SELECTED EXCERPT =>
12. BREACH, WAIVER OF BREACH. The waiver by the Company of a breach of
any provision of this Agreement by the Employee shall not operate or be
construed as a waiver of any subsequent breach by the Employee.
13. GOVERNING LAW. The validity, interpretation, construction,
performance, enforcement and remedies of or relating to this Agreement, and the
rights and obligations of the parties hereunder, shall be governed by the
substantive laws of the State of Texas (without regard to the conflict of laws
rules or statutes of any jurisdiction), and any and every legal proceeding
arising out of or in connection with this Agreement shall be brought in the
appropriate courts of the State of Texas, each of the parties hereby consenting
to the exclusive jurisdiction of said courts for this purpose.
14. ASSIGNMENT. The rights and obligations of the Company under this
Agreement shall inure to the benefit of and shall be binding upon the successors
of the Company and may be assigned, for all or any part of the term hereof, by
the Company to any corporation, (i) which at the time controls the capital stock
of the Company, (ii) which succeeds to substantially all the assets of the
Company or (iii) the controlling capital stock of which is at the time owned by
the Company; provided, however, that in the event of any transaction specified
in (i), (ii) or (iii) above, the Company shall remain liable with respect to the
obligations of the Company under this Agreement.

WORK INSTRUCTIONS => Can you reproduce the employment agreement excerpt above word for word, between "13. GOVERNING LAW." and "for this purpose.", inclusive?

SUPPLIED INFORMATION =>
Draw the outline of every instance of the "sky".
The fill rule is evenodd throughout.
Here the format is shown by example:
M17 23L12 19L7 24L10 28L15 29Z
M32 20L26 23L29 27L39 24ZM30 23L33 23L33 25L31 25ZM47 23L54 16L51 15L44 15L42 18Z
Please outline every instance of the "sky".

RESULT OF THIS TASK =>
13. GOVERNING LAW. The validity, interpretation, construction,
performance, enforcement and remedies of or relating to this Agreement, and the
rights and obligations of the parties hereunder, shall be governed by the
substantive laws of the State of Texas (without regard to the conflict of laws
rules or statutes of any jurisdiction), and any and every legal proceeding
arising out of or in connection with this Agreement shall be brought in the
appropriate courts of the State of Texas, each of the parties hereby consenting
to the exclusive jurisdiction of said courts for this purpose.